Neville, bus driver: As we turned the corner, you walked in what can only be described as opening a great big freezer door, and walking into it, and it felt like a brick wall at the same time, it was immensely cold. And we just carried on walking up the lane after it sort of took us breath for a second, and it finished up with us shaking uncontrollably, and we knew for a fact we weren’t shaking. And as we went up the lane, slowly walked up the lane to the entrance to this field, all the back of your neck started to crawl, your scalp, and it just felt as though your hair was beginning to stand on end. And the oppression started to come, it was really bad, heavy. And we could see what can only be described as a monk racing around the field at great pace, one minute he was stood at the top corner, then he was off, he was missing, then he was at the corner, then he was at the entrance to the field, he was actually prancing around.

Narrator: There have been many sightings like that, a strange human like figure half seen, half not seen. It seems to be able to move with great speed across the fields and roads. But other sightings are quite different - they’re filled with immense detail about the clothes and the appearance and manner of the apparition.

Graham, builder:  This particular night Nigel decided to come with me, and we set off running and we got up to Wortley quite a bit later than what I would normally run if I was running on my own. And on the way back it was coming dusk, and as I was running in front of Nigel I saw in front of me, just as I was pulling into a layby to mark time for Nigel to catch me up, a guy walking with his back to the traffic. And I thought ‘whoa this is dangerous,’ and I looked over my shoulder and Nigel was getting close to me. And then I realised that this guy wasn’t walking on the road, he was walking in the road. And at first I couldn’t, my eyes were telling me he was doing this and I just couldn’t believe what I was seeing. And the guy was getting nearer and he was actually walking, I could only see from probably about there [indicates shin height] - about a foot of him was walking in the road. And he was in very old dark brown clothes and he got a cape on. And the cape, as he got nearer, I could see it was buttoned every half inch down. It was like eyelets, it wasn’t buttonholes like we have nowadays, it was like eyelets. And the face was just like black, like a chap who comes out of the mine, but it was a dull brown, and there was no actual face, it was like black sockets where his face was. And he’d got a big bag with him, it was like trailing in the ground. And Nigel stood at the side of me, and I turned to look at him, and his hair was standing on end, and I could feel all the hair on the back of my head standing up. And as I looked back to say something to Nigel, when we looked back again he’d just disappeared.

Nigel, student:  It was difficult to believe what I’d just seen. It came to us like a normal person and as it got close you could see there were no... you couldn’t see anything like below its knees. And we just got a feeling of fear and decided to run as fast as we could. And it was strange because you could tell straight away it wasn’t normal - the facial features and everything, no eyes, no nose.
-------------------------
*Instructions*.
(a) Answer these questions using the sighting accounts, one answer per line, marked the same way:
(i) What does Neville say the figure racing around the field looked like?
(ii) According to Graham, what was the cape fastened with?
(iii) What does Nigel say the two of them decided to do after they felt fear?
(b) Translate this sentence from the sighting accounts into Spanish: "But other sightings are quite different - they’re filled with immense detail about the clothes and the appearance and manner of the apparition."
(c) Continue the sighting accounts from the point where they stop, keeping the same transcript format.

*Raw records*.
-------------------------
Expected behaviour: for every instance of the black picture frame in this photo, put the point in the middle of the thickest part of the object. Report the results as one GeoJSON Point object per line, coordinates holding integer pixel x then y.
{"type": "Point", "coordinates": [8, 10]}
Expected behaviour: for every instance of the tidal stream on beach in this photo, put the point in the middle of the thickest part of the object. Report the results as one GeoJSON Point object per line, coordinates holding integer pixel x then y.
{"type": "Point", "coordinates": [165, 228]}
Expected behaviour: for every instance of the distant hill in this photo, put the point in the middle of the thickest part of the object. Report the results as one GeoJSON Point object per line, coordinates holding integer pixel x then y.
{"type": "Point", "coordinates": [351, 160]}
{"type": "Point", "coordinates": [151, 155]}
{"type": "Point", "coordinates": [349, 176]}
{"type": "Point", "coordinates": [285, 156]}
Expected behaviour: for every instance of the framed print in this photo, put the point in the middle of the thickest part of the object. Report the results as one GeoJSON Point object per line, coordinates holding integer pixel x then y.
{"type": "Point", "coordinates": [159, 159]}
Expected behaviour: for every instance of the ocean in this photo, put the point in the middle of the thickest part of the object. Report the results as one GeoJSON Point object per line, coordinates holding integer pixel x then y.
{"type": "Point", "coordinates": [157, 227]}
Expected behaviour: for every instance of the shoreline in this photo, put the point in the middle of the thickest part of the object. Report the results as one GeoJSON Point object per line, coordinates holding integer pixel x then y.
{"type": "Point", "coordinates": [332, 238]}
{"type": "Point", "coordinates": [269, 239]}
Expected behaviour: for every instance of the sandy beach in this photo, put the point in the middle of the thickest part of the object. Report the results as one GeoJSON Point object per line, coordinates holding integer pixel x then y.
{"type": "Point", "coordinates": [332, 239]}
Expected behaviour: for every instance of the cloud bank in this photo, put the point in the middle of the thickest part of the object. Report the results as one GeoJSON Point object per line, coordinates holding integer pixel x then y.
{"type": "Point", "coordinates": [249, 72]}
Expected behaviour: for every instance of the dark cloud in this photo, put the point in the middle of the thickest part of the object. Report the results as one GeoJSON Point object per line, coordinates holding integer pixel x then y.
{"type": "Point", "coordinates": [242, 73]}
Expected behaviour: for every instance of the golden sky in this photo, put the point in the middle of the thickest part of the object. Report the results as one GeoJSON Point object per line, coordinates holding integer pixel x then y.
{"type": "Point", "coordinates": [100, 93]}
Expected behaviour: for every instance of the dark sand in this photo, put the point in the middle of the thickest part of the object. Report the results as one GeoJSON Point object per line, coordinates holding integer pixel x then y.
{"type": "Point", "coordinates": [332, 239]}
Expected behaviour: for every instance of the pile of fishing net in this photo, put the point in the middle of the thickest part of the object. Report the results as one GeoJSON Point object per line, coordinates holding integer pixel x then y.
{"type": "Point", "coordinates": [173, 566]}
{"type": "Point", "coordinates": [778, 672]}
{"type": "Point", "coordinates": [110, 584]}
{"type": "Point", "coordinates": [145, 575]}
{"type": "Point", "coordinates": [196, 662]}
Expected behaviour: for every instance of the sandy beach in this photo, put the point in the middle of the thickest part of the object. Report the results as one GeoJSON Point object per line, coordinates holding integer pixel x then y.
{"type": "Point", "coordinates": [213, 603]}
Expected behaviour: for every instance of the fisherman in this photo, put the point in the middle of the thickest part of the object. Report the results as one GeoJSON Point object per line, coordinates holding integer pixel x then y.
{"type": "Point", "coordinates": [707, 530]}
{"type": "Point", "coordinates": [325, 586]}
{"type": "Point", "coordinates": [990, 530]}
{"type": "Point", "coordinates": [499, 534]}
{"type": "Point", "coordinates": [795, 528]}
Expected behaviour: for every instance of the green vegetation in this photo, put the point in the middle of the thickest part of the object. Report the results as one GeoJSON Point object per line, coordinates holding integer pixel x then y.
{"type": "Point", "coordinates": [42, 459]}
-------------------------
*Results by task*.
(a)
(i) A monk.
(ii) Eyelets, spaced every half inch down the cape.
(iii) They decided to run as fast as they could.

(b) Pero otros avistamientos son muy distintos: están llenos de un detalle enorme sobre la ropa, el aspecto y los modales de la aparición.

(c)
Graham: The funny thing about it was, there was this queer musty smell. And I never said anything to Nigel, but Nigel said ‘Pooh, Dad, dint he smell?‘ And that was it, he just disappeared and there was just this fusty smell.

Narrator:  That account clearly carries the ring of truth about it. The fact that the figure walked on a lower ground level, a ground level that existed in previous centuries, also tallies with our research in other parts of the country where the apparitions are associated with much earlier times. But the big question of course, is what do we think is going on around Stocksbridge? There are large deposits of iron ore in the region, which would affect the local magnetic field. And there are overhead power lines, big electrical substations near the steel smelters. Could they be having some sort of triggering effect?

Dr Richard Wiseman, parapsychologist:   Some scientists have argued that if you place the human brain, or at least some types of human brain, those with a large amount of flux or activity in the temporal lobes, into a very strong magnetic field, you’ll be able to induce an anomalous experience. Now the evidence for that comes from laboratory based studies, where they’ve placed very strong magnetic fields across the brain and across the temporal lobes in particular, and people have reported very strange experiences. Now whether you could ever get those sorts of strength of field out in the real world, under power lines or by power stations for example, is a different issue. There’s no evidence you can achieve those sorts of flux out there in the field. But still, it’s an attempt at a normal explanation to explain paranormal phenomena.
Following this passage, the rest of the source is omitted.